Exercise 1
In the passage about Green Muscle, rewrite the stretch from "At the end of" through "more field trials.", replacing "collaborators" with "partners".
Exercise 2
In the passage about Green Muscle, what reduced dosage did the PRéLISS field trials find to be as effective as the registered dosage of 50 g/ha?

At the end of the programme in December 2002, the LUBILOSA collaborators faced a situation where commercial uptake of Green Muscle was still non-existent, all quantities purchased so far exclusively for trial purposes. BCP was left alone to promote the product with little support from CABI and IITA, who had run out of funds for serious activities. The FAO had become interested and made it possible to carry out a few more field trials.

===Post-LUBILOSA===
After the termination of the LUBILOSA programme, activities to promote the use of Green Muscle continued, including field trials against red locusts and desert locusts with support from the FAO. A new project in West Africa, PRéLISS (Regional Project for Integrated Grasshopper Control in the Sahel), aimed at developing an integrated pest management (IPM) strategy that included the use of Green Muscle. This project conducted field trials with reduced dosages of Green Muscle and proved that 25 g/ha was as effective as the registered dosage of 50 g/ha. It also tested mixtures with lambda-cyhalothrin (a pyrethroid insecticide) to try to solve the problem of the slow action of Green Muscle. It was demonstrated that application of both products together, each at a quarter of its registered dose, caused mortality almost as quick as lambda-cyhalothrin alone and maintained low population levels for weeks, and all this at a much lower cost.

After it had become clear that NPP could not produce Green Muscle, the search for a second producer continued. A number of candidate producers were approached, but none was ready to take up the challenge. This situation only changed when desert locusts started invading West African countries again in late 2003. The president of Senegal, Abdoulaye Wade, and his wife Viviane Wade were very concerned about the prospect of huge quantities of chemical insecticides being sprayed to contain the upsurge. The first lady instructed her technical advisor, Sébastien Couasnet, to find out whether an alternative existed. The information about Green Muscle had remained stuck at the professional level of the crop protection agency of Senegal (and most likely other countries as well), notwithstanding all the efforts of LUBILOSA and PRéLISS to make the new product widely known.

Couasnet found the LUBILOSA website, which was still hosted by IITA and maintained by the then project leader of PRéLISS, Christiaan Kooyman. The two met in Cotonou and immediately set about to design a production plant for Green Muscle. Couasnet was able to convince the first lady to organise the financing and construction of the plant started in 2005. It took a while to start up the production and get rid of all sources of contamination, but this was eventually achieved with the backstopping of IITA, CAB International and Roy Bateman of IPARC, who installed a large-scale version of the 'MycoHarvester'. The production licence was granted in late 2007. For the following four years, production and marketing were taken care of by the Fondation Agir pour l'Education et la Santé, of which Viviane Wade was president. Unfortunately, FAES did not survive because of internal disagreements, especially concerning the extent to which private capital should be brought in to perpetuate the production of Green Muscle and similar products. After the defeat of President Wade in the presidential elections of 2012, FAES was closed down. Production of fungi had already stopped 8 months earlier. The only remaining producer of Green Muscle was then Becker Underwood South Africa, which was acquired by BASF SE in 2012. After that, the product seemed to have disappeared from the market and its registrations lapsed. Therefore, a new company, Eléphant Vert. registered in Switzerland with subsidiaries in France, Morocco, Mali, Senegal, Ivory Coast and Kenya, decided to develop a new product, NOVACRID, based on a different strain of M. acridum. In 2019, Éléphant Vert won the licence to produce and sell Green Muscle and are now the sole producers for Green Muscle in Africa and beyond.

Provided material
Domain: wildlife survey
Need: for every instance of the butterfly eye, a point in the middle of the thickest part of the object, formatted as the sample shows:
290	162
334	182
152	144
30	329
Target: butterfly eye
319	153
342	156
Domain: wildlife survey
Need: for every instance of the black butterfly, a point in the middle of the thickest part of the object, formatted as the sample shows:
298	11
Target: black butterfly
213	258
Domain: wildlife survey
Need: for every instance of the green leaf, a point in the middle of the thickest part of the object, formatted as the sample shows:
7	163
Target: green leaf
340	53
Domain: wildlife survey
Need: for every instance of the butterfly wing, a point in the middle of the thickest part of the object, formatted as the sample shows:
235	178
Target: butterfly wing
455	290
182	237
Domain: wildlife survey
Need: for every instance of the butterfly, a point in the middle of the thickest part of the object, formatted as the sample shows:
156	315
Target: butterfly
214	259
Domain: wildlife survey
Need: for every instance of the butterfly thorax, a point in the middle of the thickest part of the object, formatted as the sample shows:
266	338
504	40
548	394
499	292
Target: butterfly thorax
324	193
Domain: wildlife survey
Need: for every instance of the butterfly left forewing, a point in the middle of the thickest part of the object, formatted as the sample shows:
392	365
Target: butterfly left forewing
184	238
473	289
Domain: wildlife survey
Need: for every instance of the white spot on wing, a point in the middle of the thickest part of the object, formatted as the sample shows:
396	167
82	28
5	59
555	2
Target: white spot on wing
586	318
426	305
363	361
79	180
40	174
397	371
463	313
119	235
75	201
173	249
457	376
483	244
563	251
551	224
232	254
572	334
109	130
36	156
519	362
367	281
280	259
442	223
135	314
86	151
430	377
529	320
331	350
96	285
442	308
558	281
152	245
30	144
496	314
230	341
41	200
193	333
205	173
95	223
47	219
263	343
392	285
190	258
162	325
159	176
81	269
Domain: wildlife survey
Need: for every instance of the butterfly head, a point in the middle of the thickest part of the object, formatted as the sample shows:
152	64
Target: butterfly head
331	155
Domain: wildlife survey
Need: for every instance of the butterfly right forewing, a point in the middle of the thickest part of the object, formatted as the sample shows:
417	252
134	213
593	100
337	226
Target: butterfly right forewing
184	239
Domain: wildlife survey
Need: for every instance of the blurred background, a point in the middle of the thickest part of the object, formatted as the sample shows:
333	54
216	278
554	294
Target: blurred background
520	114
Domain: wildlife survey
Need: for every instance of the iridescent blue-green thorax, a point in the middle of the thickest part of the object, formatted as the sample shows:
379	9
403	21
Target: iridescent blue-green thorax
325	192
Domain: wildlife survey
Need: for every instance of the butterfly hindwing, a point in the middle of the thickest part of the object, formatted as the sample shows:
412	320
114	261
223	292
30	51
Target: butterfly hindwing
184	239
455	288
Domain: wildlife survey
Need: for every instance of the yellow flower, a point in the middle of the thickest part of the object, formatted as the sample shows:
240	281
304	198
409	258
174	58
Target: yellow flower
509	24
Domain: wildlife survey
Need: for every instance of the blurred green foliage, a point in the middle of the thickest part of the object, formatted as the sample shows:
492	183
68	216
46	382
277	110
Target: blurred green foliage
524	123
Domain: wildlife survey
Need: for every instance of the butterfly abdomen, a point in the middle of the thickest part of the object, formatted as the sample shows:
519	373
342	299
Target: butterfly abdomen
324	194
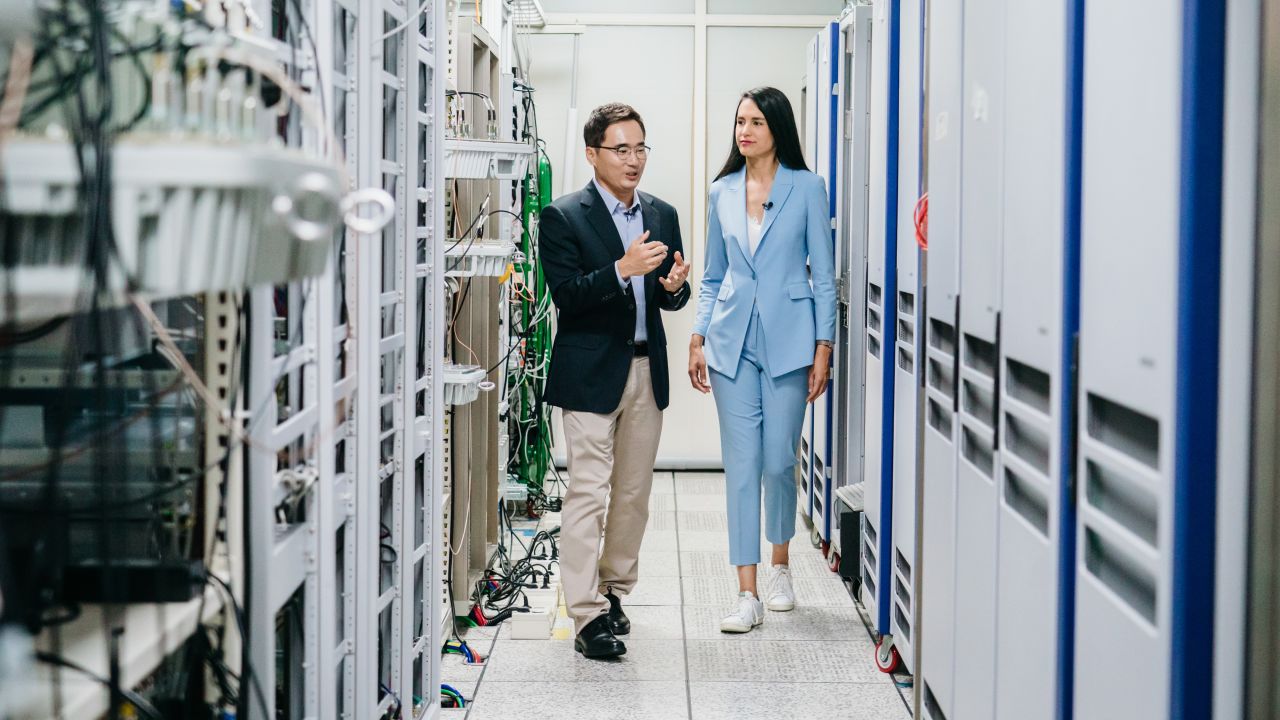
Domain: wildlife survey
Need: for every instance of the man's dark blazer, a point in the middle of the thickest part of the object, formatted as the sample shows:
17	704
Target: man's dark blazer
594	341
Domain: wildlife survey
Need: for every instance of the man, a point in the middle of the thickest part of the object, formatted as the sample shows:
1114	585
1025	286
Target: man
612	259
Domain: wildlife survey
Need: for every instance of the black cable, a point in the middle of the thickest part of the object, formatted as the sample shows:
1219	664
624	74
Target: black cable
246	665
132	697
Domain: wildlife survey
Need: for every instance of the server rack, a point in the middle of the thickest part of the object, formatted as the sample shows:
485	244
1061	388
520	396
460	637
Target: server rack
1150	372
880	319
905	351
818	431
945	130
1034	338
851	238
978	465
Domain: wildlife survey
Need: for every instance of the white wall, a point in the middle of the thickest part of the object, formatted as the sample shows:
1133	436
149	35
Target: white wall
654	68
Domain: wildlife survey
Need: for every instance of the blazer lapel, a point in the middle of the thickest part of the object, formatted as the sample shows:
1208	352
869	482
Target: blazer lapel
778	194
654	227
736	200
602	222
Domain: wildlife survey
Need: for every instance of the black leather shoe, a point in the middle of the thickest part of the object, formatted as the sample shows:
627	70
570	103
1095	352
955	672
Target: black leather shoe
597	641
618	621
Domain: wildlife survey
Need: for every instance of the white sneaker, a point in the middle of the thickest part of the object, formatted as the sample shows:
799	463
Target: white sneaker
749	614
782	596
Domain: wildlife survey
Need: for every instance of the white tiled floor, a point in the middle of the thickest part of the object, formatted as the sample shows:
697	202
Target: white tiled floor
816	661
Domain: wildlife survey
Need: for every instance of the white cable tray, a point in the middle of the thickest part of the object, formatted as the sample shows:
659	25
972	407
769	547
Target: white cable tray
462	383
484	159
851	496
190	217
528	13
479	260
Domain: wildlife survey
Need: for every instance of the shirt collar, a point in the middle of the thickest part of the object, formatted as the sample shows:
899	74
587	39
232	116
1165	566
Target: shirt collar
613	203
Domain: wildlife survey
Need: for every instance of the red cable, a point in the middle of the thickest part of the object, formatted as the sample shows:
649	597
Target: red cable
922	222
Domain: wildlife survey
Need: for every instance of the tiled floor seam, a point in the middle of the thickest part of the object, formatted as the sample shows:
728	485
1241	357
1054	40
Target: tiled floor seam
680	579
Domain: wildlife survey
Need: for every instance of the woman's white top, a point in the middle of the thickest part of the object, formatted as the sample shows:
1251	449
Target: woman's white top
754	229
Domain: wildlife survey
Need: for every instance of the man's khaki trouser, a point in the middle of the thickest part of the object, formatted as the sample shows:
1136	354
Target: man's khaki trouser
611	472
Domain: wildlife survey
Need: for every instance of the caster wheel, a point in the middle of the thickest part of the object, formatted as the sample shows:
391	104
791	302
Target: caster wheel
887	659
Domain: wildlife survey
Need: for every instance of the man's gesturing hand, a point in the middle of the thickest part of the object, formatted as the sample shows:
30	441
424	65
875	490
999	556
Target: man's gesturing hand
676	278
641	256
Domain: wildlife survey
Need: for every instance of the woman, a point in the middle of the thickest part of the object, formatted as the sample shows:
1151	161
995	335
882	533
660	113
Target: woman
763	335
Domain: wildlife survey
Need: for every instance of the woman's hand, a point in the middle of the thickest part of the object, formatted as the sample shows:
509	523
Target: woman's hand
698	365
819	373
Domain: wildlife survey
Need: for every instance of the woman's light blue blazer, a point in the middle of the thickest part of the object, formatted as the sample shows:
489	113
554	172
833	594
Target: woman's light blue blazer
790	281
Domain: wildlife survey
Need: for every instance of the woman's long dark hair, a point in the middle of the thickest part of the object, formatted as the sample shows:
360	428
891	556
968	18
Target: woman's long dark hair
776	108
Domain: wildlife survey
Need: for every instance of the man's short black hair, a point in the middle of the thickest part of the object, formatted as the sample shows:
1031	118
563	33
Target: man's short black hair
606	115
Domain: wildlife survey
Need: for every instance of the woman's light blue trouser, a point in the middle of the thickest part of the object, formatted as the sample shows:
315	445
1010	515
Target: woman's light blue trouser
760	419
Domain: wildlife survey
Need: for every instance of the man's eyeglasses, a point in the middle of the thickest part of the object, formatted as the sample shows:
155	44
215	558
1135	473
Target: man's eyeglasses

Answer area 1
At the end of the programme in December 2002, the LUBILOSA partners faced a situation where commercial uptake of Green Muscle was still non-existent, all quantities purchased so far exclusively for trial purposes. BCP was left alone to promote the product with little support from CABI and IITA, who had run out of funds for serious activities. The FAO had become interested and made it possible to carry out a few more field trials.

Answer area 2
25 g/ha